#### [ЧТО ТРЕБУЕТСЯ]
Отредактируйте приведённый ниже список, заменив везде «Provide the mask» на «Return the mask» и не меняя больше ничего.

#### [ПРИВЕДЁННЫЙ СПИСОК]
----
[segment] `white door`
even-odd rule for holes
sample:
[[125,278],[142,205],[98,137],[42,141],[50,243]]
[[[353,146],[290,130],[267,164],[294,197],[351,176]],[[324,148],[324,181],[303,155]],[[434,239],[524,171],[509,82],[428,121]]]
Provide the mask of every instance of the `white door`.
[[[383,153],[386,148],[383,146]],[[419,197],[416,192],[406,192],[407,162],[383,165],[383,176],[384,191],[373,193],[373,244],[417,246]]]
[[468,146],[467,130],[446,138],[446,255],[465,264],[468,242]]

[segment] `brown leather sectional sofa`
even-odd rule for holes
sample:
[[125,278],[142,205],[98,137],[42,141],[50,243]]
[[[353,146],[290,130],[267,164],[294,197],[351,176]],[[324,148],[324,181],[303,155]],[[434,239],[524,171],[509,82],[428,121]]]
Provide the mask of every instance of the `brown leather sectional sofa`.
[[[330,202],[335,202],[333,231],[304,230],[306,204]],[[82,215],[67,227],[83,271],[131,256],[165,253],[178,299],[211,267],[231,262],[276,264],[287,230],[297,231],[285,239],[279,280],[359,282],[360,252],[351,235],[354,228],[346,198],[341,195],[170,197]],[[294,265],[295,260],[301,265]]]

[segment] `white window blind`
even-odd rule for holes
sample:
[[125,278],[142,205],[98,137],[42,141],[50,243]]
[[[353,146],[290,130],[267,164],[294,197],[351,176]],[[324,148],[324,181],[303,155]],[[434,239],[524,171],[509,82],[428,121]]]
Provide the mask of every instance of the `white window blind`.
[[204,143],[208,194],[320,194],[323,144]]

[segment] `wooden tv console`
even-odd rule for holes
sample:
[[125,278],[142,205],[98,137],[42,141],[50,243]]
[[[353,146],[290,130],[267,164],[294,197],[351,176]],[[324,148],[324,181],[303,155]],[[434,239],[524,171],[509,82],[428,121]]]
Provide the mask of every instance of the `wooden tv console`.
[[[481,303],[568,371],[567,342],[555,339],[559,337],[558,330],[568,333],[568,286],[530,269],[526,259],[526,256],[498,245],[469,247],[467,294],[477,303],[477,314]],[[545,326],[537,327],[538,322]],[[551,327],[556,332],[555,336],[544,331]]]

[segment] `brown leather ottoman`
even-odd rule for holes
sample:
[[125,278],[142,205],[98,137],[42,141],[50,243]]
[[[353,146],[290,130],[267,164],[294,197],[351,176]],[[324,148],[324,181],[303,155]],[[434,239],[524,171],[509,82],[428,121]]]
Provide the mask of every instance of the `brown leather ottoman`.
----
#### [ОТВЕТ НА ЗАДАНИЕ]
[segment] `white door`
even-odd rule for holes
sample:
[[125,278],[142,205],[98,137],[42,141],[50,243]]
[[[353,146],[290,130],[267,164],[294,197],[351,176]],[[324,148],[324,181],[303,155]],[[434,239],[524,171],[509,82],[428,121]]]
Return the mask of every instance of the `white door`.
[[[383,153],[386,148],[383,146]],[[419,197],[416,192],[406,192],[407,162],[383,165],[383,176],[384,191],[373,193],[373,244],[417,246]]]
[[468,146],[467,130],[446,138],[446,255],[465,264],[468,242]]

[segment] `brown leather sectional sofa`
even-odd rule for holes
sample:
[[125,278],[142,205],[98,137],[42,141],[50,243]]
[[[353,146],[290,130],[267,164],[294,197],[351,176]],[[324,148],[324,181],[303,155]],[[434,239],[524,171],[509,82],[428,121]]]
Return the mask of every instance of the `brown leather sectional sofa`.
[[[330,202],[335,202],[333,231],[304,230],[306,204]],[[82,215],[67,227],[83,271],[131,256],[165,253],[178,299],[211,267],[231,262],[276,264],[287,230],[297,231],[285,239],[279,280],[359,282],[360,252],[351,235],[354,228],[346,198],[341,195],[170,197]],[[294,265],[295,260],[301,265]]]

[segment] `white window blind`
even-odd rule for holes
sample:
[[125,278],[142,205],[98,137],[42,141],[50,243]]
[[[353,146],[290,130],[267,164],[294,197],[351,176]],[[324,148],[324,181],[303,155]],[[434,239],[524,171],[509,82],[428,121]]]
Return the mask of every instance of the `white window blind`.
[[204,143],[208,194],[320,194],[323,144]]

[segment] `wooden tv console`
even-odd rule for holes
sample:
[[125,278],[142,205],[98,137],[42,141],[50,243]]
[[[353,146],[290,130],[267,164],[294,197],[351,176]],[[324,148],[324,181],[303,155]],[[434,239],[524,171],[509,82],[428,121]]]
Return the mask of every instance of the `wooden tv console`.
[[[481,303],[568,371],[567,342],[555,339],[559,337],[558,330],[568,333],[568,286],[530,269],[526,259],[526,256],[498,245],[469,247],[467,294],[477,303],[477,314]],[[545,326],[537,327],[538,322]],[[551,327],[556,332],[555,336],[544,331]]]

[segment] `brown leather ottoman`
even-odd rule for holes
sample:
[[125,278],[142,205],[98,137],[42,141],[50,243]]
[[[353,146],[290,130],[267,164],[294,197],[351,176]],[[324,148],[324,181],[303,155]],[[434,239],[524,171],[509,82],[428,121]]]
Return the mask of every instance of the `brown leather ottoman`.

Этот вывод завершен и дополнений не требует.